Texte extrait:

- - - - - - -

Nisso Mamedova est une jeune blogueuse ouzbèke pionnière du réseau Tik-Tok. Se décrivant comme une féministe radicale, elle publie des vidéos engagées sur les réseaux sociaux et aspire à élargir son audience en traitant de sujets encore très clivants dans l’Ouzbékistan d’aujourd’hui.

Ouzbékistan Société Féminisme
Niso Mamedova, jeune blogueuse ouzbèke.

Nisso Mamedova est une jeune blogueuse ouzbèke pionnière du réseau Tik-Tok. Se décrivant comme une féministe radicale, elle publie des vidéos engagées sur les réseaux sociaux et aspire à élargir son audience en traitant de sujets encore très clivants dans l’Ouzbékistan d’aujourd’hui.

Novastan reprend et traduit ici un article publié par le média ouzbek Sarpa.

Nisso Mamedova étudie le commerce et l’informatique à la filiale ouzbèke de l’Institut d’État des relations internationales de Moscou (MGIMO).  Elle est aussi une blogueuse influente et engagée.Malgré ses 80 000 abonnés sur son compte Tik-Tok, la jeune Ouzbèke, également connue sous le pseudonyme Wj.nana, ne comprend toujours pas vraiment quel contenu le public aime le plus.

- - - - - - -

Données enregistrées:
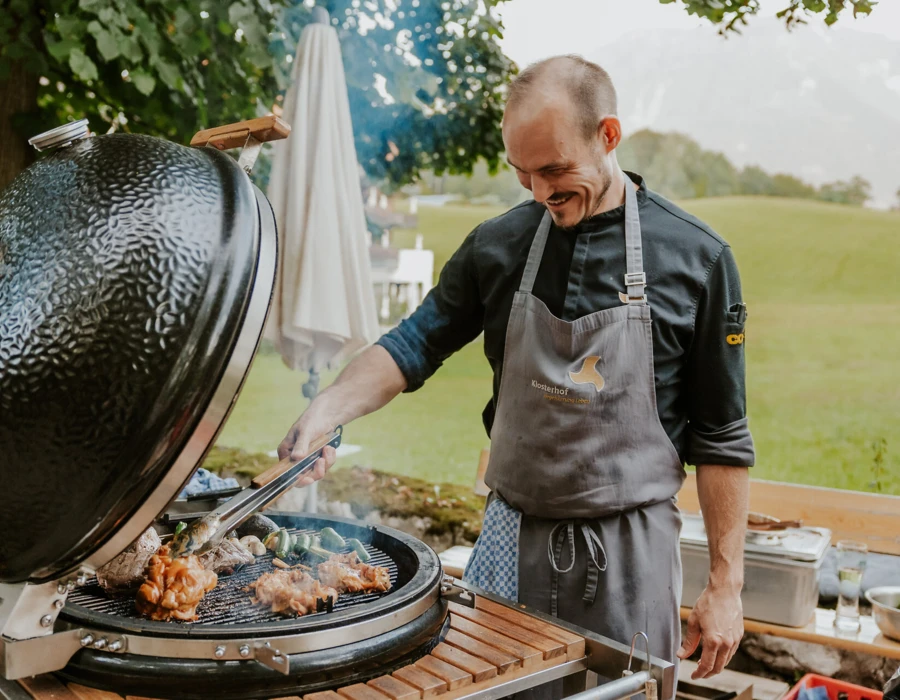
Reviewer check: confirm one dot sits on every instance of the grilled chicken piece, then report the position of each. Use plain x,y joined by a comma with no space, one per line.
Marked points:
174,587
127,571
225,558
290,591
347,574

- - - - - - -

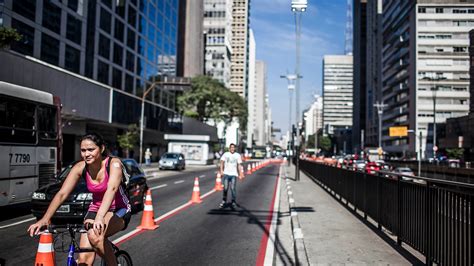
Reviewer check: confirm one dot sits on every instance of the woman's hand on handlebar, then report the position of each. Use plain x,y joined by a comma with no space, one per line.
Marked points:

- - - - - - -

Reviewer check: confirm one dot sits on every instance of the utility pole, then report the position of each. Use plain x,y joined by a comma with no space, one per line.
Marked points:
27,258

- - - - - - -

Consignes de l'exercice:
[1] Reproduisez le passage de l'article sur Nisso Mamedova qui va de "Ouzbékistan Société Féminisme" jusqu'à "aime le plus.".
[2] D'après l'article sur Nisso Mamedova, quelles matières étudie-t-elle et dans quel établissement ?
[3] Rédigez la suite de l'article sur Nisso Mamedova en reprenant juste après sa dernière phrase.

Réponses attendues:
[1]
Ouzbékistan Société Féminisme
Niso Mamedova, jeune blogueuse ouzbèke.

Nisso Mamedova est une jeune blogueuse ouzbèke pionnière du réseau Tik-Tok. Se décrivant comme une féministe radicale, elle publie des vidéos engagées sur les réseaux sociaux et aspire à élargir son audience en traitant de sujets encore très clivants dans l’Ouzbékistan d’aujourd’hui.

Novastan reprend et traduit ici un article publié par le média ouzbek Sarpa.

Nisso Mamedova étudie le commerce et l’informatique à la filiale ouzbèke de l’Institut d’État des relations internationales de Moscou (MGIMO).  Elle est aussi une blogueuse influente et engagée.Malgré ses 80 000 abonnés sur son compte Tik-Tok, la jeune Ouzbèke, également connue sous le pseudonyme Wj.nana, ne comprend toujours pas vraiment quel contenu le public aime le plus.

[2] Elle étudie le commerce et l'informatique à la filiale ouzbèke de l'Institut d'État des relations internationales de Moscou (MGIMO).

[3]
Elle a toutefois déjà fermement décidé de passer dans la catégorie des blogueurs sérieux et de parler de choses importantes. Elle déteste les discriminations envers tout groupe de personnes et se définit comme une féministe libérale. Elle se raconte dans l’article qui suit. 

Les débuts sur les réseaux sociaux

Mes premiers 2000-3000 abonnés sont arrivés sur le réseau social Instagram quand j’étais active sur des sujets tels que le féminisme, le body-positivisme et l’acceptation de soi. Je me suis enregistrée sur Tik-Tok fin 2018 et j’ai commencé à filmer début 2019. À l’époque, le réseau social commençait à peine à devenir populaire en Ouzbékistan et venait tout juste d’avoir été renommé de Musical.ly à Tik-Tok. Initialement, je ne l’avais téléchargé que pour mettre des vidéos sur mes musiques. Lorsque le réseau social a pris de l’ampleur, c’est devenu plus marrant.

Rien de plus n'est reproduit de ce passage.